Remembering R. Murray Schafer

(Published with permission of Jon Washburn and Vancouver Chamber Choir)

In my 48 years as conductor of the Vancouver Chamber Choir, my greatest privilege was to be a colleague, friend and champion of the great and genius Canadian composer R. Murray Schafer. “Our Murray Schafer”, as we often thought of him, revolutionized choral music and choral notation during that time and we were honoured to partner with him in so much of it.
Between 1971 and 2019, we sang, toured and recorded 478 performances of 29 choral works large and small by Schafer —

Miniwanka, Gita, Gamelan, Epitaph for Moonlight, A Garden of Bells, Felix’s Girls, Snowforms (2 versions), Fire, Psalm, Magic Songs, The Star Princess and the Waterlilies, Sun, Lu-li-lo-la, Once on a Windy Night, Beautiful Spanish Song, A Medieval Bestiary, Seventeen Haiku, The Enchanted Forest, Vox Naturae, Alleluia, The Fall into Light, Hear the Sounds Go Round, Three Hymns (from The Fall into Light), Imagining Incense, Rain Chant, Chant for the Winter Solstice, Narcissus and Echo
and, lastly, The Love that Moves the Universe.

*Extracted data*.
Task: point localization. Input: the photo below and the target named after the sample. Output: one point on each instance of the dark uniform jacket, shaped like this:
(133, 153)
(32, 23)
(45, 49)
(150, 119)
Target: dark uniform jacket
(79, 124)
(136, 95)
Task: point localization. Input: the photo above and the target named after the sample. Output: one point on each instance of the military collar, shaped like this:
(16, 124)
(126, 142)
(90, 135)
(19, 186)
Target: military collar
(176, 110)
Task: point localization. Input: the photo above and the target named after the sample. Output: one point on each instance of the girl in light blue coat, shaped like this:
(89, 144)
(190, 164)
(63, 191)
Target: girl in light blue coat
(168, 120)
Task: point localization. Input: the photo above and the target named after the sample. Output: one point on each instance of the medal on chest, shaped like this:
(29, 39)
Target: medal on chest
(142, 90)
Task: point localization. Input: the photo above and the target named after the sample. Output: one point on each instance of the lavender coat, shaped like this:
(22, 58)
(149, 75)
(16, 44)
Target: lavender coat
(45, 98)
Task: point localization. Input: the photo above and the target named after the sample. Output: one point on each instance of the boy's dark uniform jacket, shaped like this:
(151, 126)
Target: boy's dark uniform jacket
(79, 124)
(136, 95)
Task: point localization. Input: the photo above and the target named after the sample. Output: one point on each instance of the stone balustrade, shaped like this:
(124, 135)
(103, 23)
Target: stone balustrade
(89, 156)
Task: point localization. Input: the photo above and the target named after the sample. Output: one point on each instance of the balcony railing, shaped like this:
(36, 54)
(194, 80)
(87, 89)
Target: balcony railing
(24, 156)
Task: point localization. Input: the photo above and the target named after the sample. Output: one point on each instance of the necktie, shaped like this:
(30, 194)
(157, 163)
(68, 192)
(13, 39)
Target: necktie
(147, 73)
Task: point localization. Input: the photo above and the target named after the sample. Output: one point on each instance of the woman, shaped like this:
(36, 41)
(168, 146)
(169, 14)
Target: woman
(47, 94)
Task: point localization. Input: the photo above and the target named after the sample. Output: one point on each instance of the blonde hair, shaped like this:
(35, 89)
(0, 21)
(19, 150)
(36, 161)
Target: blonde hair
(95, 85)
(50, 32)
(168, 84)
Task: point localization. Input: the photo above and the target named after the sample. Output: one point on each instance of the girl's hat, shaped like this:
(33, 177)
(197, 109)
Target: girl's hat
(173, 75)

*Your assignment*.
Please transcribe part of the tribute to R. Murray Schafer, beginning at the words "Remembering R. Murray" and stopping after "much of it.". Work only from the tribute to R. Murray Schafer.

*Final answer*.
Remembering R. Murray Schafer

(Published with permission of Jon Washburn and Vancouver Chamber Choir)

In my 48 years as conductor of the Vancouver Chamber Choir, my greatest privilege was to be a colleague, friend and champion of the great and genius Canadian composer R. Murray Schafer. “Our Murray Schafer”, as we often thought of him, revolutionized choral music and choral notation during that time and we were honoured to partner with him in so much of it.